The Bank of England has started to purchase assets worth up to £100bn (comprised mostly of government gilts); to be followed by a probable later purchase of private sector assets of £50bn (corporate bonds and commercial paper).

This amount represents almost exactly £2,500 thieved from every single person in the UK. On 3 March the chancellor instructed this Asset Purchase Facility to be funded by money that obviously did not previously exist.

As Mervyn King had asked from Alastair Darling in February, the government has resorted to “unconventional unconventional measures” as opposed to the common-or-garden variety of “conventional unconventional measures”. This just goes to show the ‘experts’ have no plan, and how terrifyingly badly Gordon, Alastair and Mervyn have screwed it all up. I don’t think I would be so scared if Nick Leeson, Bernie Madoff and Sir Allen Stanford were running the economy.

For some strange reason, otherwise sane people are suggesting what we need now is a colossal expansion of the monetary base. The truth is that the economy needs an exploded M0 like I need an exploded aorta.

> [EXTRACTED MATERIAL]
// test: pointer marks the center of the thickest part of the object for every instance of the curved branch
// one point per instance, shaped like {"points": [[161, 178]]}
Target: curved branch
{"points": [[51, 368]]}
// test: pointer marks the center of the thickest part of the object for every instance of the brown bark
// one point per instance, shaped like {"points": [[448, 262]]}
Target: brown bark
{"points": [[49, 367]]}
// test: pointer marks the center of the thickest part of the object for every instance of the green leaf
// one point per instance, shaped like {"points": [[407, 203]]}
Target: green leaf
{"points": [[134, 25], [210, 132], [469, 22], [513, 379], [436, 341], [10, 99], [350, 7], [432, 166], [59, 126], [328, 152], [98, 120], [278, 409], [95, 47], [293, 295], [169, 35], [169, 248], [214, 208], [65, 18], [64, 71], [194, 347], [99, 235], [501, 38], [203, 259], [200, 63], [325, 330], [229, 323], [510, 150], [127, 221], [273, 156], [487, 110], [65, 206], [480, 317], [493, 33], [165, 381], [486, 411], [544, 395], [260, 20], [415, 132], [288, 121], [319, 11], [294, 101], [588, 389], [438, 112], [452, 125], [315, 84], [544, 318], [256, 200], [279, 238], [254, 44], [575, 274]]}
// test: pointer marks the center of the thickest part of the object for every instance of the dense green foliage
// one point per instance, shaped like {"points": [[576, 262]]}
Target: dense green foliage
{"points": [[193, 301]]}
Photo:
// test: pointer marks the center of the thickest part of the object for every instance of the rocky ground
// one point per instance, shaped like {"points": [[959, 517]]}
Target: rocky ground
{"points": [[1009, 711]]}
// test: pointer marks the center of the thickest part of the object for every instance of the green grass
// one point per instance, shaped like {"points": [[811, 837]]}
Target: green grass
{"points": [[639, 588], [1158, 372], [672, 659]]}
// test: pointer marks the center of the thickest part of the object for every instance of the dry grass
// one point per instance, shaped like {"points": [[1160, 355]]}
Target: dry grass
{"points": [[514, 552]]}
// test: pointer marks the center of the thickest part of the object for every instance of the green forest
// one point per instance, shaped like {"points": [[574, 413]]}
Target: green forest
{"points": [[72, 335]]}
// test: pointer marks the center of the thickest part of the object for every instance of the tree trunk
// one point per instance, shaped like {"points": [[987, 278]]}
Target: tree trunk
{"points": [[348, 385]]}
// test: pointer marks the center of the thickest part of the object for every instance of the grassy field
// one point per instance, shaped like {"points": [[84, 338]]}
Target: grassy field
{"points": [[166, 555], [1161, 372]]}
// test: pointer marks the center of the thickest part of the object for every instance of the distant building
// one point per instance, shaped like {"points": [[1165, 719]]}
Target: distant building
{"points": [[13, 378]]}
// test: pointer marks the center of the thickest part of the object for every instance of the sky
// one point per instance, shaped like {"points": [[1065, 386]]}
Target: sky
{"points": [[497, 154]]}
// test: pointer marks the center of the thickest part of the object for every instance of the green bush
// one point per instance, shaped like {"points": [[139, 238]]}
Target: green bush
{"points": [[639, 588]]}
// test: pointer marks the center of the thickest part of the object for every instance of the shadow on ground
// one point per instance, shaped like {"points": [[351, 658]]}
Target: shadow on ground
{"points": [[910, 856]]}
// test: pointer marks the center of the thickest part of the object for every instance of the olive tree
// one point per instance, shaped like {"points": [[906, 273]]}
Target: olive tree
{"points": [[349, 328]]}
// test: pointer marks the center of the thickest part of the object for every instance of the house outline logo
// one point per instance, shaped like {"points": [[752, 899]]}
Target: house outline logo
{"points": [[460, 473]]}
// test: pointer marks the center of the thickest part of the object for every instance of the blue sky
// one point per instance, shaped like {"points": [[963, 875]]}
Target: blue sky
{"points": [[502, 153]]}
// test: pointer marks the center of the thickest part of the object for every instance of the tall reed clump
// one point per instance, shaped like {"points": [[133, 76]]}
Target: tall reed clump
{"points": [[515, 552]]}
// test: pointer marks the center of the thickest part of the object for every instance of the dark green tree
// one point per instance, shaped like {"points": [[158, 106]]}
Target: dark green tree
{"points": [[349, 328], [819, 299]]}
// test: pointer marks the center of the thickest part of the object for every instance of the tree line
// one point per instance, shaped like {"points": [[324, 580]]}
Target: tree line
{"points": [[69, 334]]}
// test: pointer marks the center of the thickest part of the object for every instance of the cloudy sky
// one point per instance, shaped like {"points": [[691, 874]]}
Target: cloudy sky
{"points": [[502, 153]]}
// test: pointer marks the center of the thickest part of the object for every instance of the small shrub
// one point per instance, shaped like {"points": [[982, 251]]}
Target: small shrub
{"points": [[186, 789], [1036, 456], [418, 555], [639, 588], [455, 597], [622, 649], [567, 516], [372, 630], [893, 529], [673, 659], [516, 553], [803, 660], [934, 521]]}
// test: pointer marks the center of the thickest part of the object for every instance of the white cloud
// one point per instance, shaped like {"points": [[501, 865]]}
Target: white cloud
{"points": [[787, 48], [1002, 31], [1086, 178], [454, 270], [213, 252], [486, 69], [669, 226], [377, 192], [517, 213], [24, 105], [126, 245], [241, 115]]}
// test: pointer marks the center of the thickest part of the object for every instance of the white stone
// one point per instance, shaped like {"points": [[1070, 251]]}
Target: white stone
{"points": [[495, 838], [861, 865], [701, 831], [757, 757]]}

> [WORK TO DO]
1/ Pull out every line of the records that contains the word "leaf", matching case exactly.
2/ Write what comes next in the piece on the Bank of England's asset purchases, picking up after its last sentence.
The text and the records come from separate sources.

> [FINAL RESULTS]
1/
// test: pointer marks the center of the thickest part of the object for every instance of the green leaf
Target: green leaf

2/
I know the Old Lady who has counterfeited some money; She counterfeited some money to stimulate demand; “Demand had fallen because the banks didn’t lend”; The banks “didn’t lend” because the property boom bust; The property boom bust because it was unsustainable; It was unsustainable because it was driven by cheap credit and artificially low interest rates; Which is where we are again now but even worse than before; I don’t know why the Old Lady keeps doing the same thing; Perhaps she has dementia; I hope she dies

It is long past time to abolish the Bank of England: This Old Lady needs euthanising quickly before she croaks leaving a will bequeathing nothing but hyper-stagflation.